WORK TO DO ▸
Rewrite the entries below with each "marker" changed to "pin" and everything else left as it is.

DATA EXTRACT ▸
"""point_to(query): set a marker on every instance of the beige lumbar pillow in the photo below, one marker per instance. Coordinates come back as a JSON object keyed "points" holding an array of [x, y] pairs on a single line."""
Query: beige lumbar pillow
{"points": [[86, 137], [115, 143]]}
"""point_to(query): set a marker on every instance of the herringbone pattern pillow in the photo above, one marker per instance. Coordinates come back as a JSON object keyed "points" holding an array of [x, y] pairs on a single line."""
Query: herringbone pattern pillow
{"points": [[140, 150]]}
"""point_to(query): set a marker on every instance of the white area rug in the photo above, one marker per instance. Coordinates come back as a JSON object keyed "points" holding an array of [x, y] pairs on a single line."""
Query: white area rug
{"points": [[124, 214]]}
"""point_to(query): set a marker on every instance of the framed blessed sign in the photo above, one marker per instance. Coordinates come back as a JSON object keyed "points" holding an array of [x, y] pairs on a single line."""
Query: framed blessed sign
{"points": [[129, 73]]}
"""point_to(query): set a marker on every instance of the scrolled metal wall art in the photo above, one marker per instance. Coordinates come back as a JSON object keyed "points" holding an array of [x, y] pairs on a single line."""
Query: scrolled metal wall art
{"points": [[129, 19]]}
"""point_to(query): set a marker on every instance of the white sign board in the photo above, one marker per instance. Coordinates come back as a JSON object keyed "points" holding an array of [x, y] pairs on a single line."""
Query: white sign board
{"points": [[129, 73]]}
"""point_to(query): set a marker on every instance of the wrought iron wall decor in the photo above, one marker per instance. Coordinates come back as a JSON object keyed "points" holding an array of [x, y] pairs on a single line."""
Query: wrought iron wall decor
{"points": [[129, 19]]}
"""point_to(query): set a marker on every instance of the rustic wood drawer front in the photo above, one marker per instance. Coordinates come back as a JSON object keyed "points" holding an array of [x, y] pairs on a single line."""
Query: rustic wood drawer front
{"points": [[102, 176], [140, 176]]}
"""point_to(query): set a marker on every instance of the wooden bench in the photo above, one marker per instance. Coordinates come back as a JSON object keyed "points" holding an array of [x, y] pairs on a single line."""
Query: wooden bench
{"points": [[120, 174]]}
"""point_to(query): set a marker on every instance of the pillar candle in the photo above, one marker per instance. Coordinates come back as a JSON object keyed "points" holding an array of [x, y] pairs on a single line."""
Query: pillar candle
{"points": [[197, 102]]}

RESULT FOR THIS TASK ▸
"""point_to(query): set a pin on every instance of the beige lumbar pillow in the photo below, one pin per instance. Coordinates come back as a JSON object keyed "points" holding an array of [x, y] pairs on a single line."""
Query: beige lumbar pillow
{"points": [[86, 137], [115, 143]]}
"""point_to(query): set a pin on every instance of the herringbone pattern pillow in the photo above, one pin per instance. Coordinates come back as a JSON object keyed "points" holding an array of [x, y] pairs on a single line."""
Query: herringbone pattern pillow
{"points": [[140, 150]]}
"""point_to(query): set a pin on every instance of the white area rug in the photo above, one pin per instance. Coordinates come back as a JSON object keyed "points" holding an array of [x, y] pairs on a single line."""
Query: white area rug
{"points": [[124, 214]]}
"""point_to(query): set a pin on every instance of the framed blessed sign in the photo above, one pin per instance. Coordinates come back as a JSON object keyed "points" holding an array of [x, y] pairs on a single line."""
Query: framed blessed sign
{"points": [[129, 73]]}
"""point_to(query): set a pin on every instance of the scrolled metal wall art in the photo above, one pin per instance. Coordinates come back as a JSON object keyed "points" holding an array of [x, y] pairs on a single line."""
Query: scrolled metal wall art
{"points": [[129, 19]]}
"""point_to(query): set a pin on every instance of the white sign board in the photo above, one pin per instance. Coordinates come back as a JSON object keyed "points" holding an array of [x, y] pairs on a single line."""
Query: white sign board
{"points": [[129, 73]]}
"""point_to(query): set a pin on every instance of the wrought iron wall decor in the photo above, one pin per instance. Coordinates come back as a JSON object keyed "points" holding an array of [x, y] pairs on a single line."""
Query: wrought iron wall decor
{"points": [[129, 19]]}
"""point_to(query): set a pin on every instance of the rustic wood drawer front in the photo above, one pin per instance. Coordinates come back as a JSON object keyed "points" holding an array of [x, y] pairs on a single line."""
Query: rustic wood drawer front
{"points": [[102, 176], [140, 176]]}
"""point_to(query): set a pin on every instance of the wooden bench in the photo above, one pin per instance. Coordinates come back as a JSON object keyed "points" holding an array of [x, y] pairs on a single line."""
Query: wooden bench
{"points": [[120, 174]]}
"""point_to(query): set a pin on every instance of the pillar candle in the photo above, one pin per instance. Coordinates come back as a JSON object keyed "points" holding an array of [x, y] pairs on a single line."""
Query: pillar candle
{"points": [[197, 102]]}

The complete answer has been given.